WHAT TO DO:
Every entry must be copied word for word.

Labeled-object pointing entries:

* Begin *

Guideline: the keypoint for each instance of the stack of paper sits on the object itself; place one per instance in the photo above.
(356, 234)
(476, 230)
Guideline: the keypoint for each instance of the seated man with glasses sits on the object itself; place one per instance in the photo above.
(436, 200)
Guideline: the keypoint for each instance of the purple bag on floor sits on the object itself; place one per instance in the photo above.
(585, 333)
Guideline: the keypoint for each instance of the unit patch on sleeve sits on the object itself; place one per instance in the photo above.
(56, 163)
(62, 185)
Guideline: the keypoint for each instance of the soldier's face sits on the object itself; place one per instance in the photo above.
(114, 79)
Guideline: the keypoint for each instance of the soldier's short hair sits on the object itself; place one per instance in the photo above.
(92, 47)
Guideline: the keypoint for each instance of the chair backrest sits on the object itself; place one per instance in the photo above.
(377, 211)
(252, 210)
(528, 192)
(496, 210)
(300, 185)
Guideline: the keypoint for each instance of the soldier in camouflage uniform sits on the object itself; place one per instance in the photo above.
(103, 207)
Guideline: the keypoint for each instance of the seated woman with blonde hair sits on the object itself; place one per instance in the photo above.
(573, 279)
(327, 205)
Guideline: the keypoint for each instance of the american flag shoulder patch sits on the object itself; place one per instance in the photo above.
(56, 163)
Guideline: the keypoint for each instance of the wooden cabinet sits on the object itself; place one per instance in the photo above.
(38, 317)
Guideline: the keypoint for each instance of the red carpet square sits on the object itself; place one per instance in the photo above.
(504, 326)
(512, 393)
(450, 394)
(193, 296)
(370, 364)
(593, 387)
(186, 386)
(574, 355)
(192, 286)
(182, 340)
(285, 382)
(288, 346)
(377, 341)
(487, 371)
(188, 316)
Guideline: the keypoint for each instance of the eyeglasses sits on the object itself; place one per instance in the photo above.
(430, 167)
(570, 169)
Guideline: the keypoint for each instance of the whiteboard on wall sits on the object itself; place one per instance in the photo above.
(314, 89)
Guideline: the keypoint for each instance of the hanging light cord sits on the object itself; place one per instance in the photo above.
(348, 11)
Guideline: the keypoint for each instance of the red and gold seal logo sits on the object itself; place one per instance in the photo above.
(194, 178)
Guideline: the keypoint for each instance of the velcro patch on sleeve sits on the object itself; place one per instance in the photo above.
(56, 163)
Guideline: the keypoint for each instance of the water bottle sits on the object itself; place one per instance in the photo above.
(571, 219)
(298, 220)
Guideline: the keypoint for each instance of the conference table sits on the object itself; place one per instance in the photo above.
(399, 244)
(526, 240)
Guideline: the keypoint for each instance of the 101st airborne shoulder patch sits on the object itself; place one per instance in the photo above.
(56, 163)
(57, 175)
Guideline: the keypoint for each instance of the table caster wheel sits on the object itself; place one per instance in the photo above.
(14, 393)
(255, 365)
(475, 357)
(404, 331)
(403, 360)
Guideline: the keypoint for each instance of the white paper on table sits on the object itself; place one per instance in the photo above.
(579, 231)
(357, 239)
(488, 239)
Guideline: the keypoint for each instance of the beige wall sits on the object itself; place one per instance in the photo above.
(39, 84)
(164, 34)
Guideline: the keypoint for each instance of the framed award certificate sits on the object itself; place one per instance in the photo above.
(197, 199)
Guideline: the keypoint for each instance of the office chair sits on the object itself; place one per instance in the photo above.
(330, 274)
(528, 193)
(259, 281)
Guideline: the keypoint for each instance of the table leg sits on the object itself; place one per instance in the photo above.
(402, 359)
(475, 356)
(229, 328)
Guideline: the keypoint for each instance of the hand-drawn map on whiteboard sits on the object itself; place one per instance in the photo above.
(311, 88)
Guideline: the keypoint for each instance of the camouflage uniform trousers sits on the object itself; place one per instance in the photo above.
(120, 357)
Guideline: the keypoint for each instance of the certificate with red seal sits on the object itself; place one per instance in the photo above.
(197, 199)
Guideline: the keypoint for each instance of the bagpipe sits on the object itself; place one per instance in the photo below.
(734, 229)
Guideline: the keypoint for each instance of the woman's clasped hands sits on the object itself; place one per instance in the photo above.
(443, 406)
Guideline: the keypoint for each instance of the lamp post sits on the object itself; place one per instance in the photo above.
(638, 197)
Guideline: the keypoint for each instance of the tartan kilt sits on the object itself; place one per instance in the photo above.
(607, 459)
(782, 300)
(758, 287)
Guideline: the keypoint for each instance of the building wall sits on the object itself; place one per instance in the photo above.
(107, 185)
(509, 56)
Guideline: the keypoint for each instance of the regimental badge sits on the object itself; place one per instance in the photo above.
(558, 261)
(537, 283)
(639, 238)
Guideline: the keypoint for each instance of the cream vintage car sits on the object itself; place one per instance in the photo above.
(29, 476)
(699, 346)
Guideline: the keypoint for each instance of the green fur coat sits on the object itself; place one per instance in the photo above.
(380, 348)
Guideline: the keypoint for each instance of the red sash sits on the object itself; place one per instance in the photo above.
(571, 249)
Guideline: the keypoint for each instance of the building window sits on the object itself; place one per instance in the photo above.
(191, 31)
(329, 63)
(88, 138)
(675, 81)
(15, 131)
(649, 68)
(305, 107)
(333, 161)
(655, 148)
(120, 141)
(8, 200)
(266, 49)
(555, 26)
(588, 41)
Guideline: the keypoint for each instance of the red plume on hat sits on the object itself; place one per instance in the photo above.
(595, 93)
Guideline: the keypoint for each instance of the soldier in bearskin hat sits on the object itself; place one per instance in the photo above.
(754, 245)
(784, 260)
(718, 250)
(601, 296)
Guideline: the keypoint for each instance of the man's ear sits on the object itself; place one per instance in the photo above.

* End *

ANSWER BELOW:
Guideline: the keypoint for each instance of the stack of paper sits on the object itself; place one per instance in the photo above.
(356, 234)
(476, 230)
Guideline: the keypoint for each instance of the seated man with glasses sits on the object itself; place one per instance in the photo above.
(436, 200)
Guideline: the keypoint for each instance of the purple bag on floor sits on the object itself; place one per instance in the photo above.
(585, 333)
Guideline: the keypoint for each instance of the unit patch on sleeve sits on the object itself; place one per instance in the photo above.
(56, 163)
(62, 185)
Guideline: the keypoint for each instance of the soldier's face sits on the object itself; place one per instance in the photo above.
(114, 79)
Guideline: the keypoint for each instance of the soldier's short hair sits on the object itself; place one per instance in the photo above.
(92, 47)
Guideline: the keypoint for each instance of the chair backrest sits on the object itself; place one per instance in the photo above.
(377, 211)
(252, 210)
(528, 192)
(496, 210)
(300, 185)
Guideline: the keypoint for each instance of the soldier in camouflage uniform sits on the object itself; place one per instance in the photo above.
(103, 207)
Guideline: the keypoint for each instance of the seated woman with blonde hair sits on the object itself; place one per instance in the photo above.
(573, 279)
(327, 205)
Guideline: the keypoint for each instance of the american flag shoulder patch sits on the object itself; place one per instance in the photo above.
(56, 163)
Guideline: the keypoint for each instance of the wooden cabinet sits on the object itself; place one per instance in the photo above.
(38, 317)
Guideline: the keypoint for each instance of the red carpet square sits on the object itself; place one per instance in the photo above.
(504, 326)
(512, 393)
(450, 394)
(193, 296)
(370, 364)
(593, 387)
(186, 386)
(574, 355)
(192, 286)
(182, 340)
(285, 382)
(288, 346)
(377, 341)
(487, 371)
(188, 316)
Guideline: the keypoint for each instance of the eyeglasses sits on the object itself; place one per instance in the photo above.
(430, 167)
(570, 169)
Guideline: the keypoint for each instance of the whiteboard on wall sits on the object itself; place one per instance in the photo above.
(314, 89)
Guideline: the keypoint for each instance of the hanging light cord sits on the object itself; place one per instance in the photo above.
(348, 11)
Guideline: the keypoint for each instance of the red and gold seal logo sits on the object itself; place one per instance in the photo above.
(194, 178)
Guideline: the keypoint for each instance of the velcro patch on sleeve sits on the object itself; place one per instance in the photo above.
(56, 163)
Guideline: the keypoint for each instance of the water bottle sits on the object itself; place one per instance in the photo above.
(571, 219)
(298, 220)
Guideline: the keypoint for each instance of the conference table sits on the object itself; place one per instance in the photo above.
(399, 244)
(526, 240)
Guideline: the keypoint for each instance of the 101st airborne shoulder patch sits on the object itself; place one per instance in the photo above.
(56, 163)
(57, 175)
Guideline: the keypoint for each instance of the table caster wheel sits on the object itself; place one per instance in the photo above.
(14, 393)
(255, 365)
(475, 357)
(404, 331)
(403, 360)
Guideline: the keypoint for each instance of the white paper on table sits on the object itself; place one per instance in the photo above.
(579, 231)
(357, 239)
(488, 239)
Guideline: the keypoint for each instance of the beige wall sits on the object itself; place one per instance in the photo above.
(39, 84)
(164, 34)
Guideline: the keypoint for each instance of the framed award certificate sits on the object itself; place one per instance in the photo above.
(197, 199)
Guideline: the keypoint for each instance of the office chair sits on the object itself; place one per instance in the photo above.
(330, 274)
(528, 193)
(259, 281)
Guideline: the keypoint for each instance of the table leg sits on the object itself; place one per instance in the photo above.
(402, 359)
(475, 356)
(229, 328)
Guideline: the keypoint for each instance of the hand-drawn map on whiteboard sits on the object itself; place one per instance in the photo above.
(311, 88)
Guideline: the keypoint for each instance of the camouflage uniform trousers sits on the object itself; place one per instance in the photo above.
(120, 357)
Guideline: the keypoint for each instance of the certificate with red seal sits on the object itself; place one per instance in the photo above.
(197, 199)
Guideline: the keypoint for each instance of the bagpipe sits on the object itself; place one per instance in the photo below.
(734, 229)
Guideline: the keypoint for each instance of the woman's clasped hands sits on the object itself; place one per instance in the photo above.
(443, 406)
Guideline: the keypoint for each instance of the lamp post sits on the object itself; place one per instance in the photo above.
(638, 197)
Guideline: the keypoint for each instance of the tartan kilt sits on the object itself; place one per instance in the photo above.
(607, 459)
(782, 300)
(758, 287)
Guideline: the keypoint for each instance of the building wall sits on the object itself; place one per instance in the photo above.
(107, 185)
(509, 56)
Guideline: the keypoint for each instance of the regimental badge sits on the object itself; place one per instance in the photo above.
(558, 261)
(537, 283)
(639, 238)
Guideline: the keypoint for each instance of the cream vintage car sits on the object itself; place one per instance in the photo above.
(29, 476)
(699, 346)
Guideline: the keypoint for each instance of the green fur coat sits on the object itself; place one per instance in the photo above.
(380, 348)
Guideline: the keypoint for each instance of the red sash sits on the object itself; place one per instance in the photo above.
(571, 249)
Guideline: the keypoint for each instance of the building window sits on the object itself; place one per instance in the photo above.
(191, 31)
(329, 63)
(88, 138)
(675, 81)
(15, 131)
(649, 68)
(305, 107)
(333, 161)
(655, 148)
(120, 141)
(8, 200)
(266, 49)
(555, 26)
(588, 41)
Guideline: the keypoint for each instance of the red plume on hat sits on the object itself; place one per instance in the photo above.
(595, 93)
Guideline: the keypoint for each instance of the soldier in bearskin hat sits on the object itself; place one per instance in the photo above.
(754, 245)
(784, 260)
(718, 250)
(601, 296)
Guideline: the keypoint for each instance of the man's ear sits on the object itself; place one per instance in the photo above.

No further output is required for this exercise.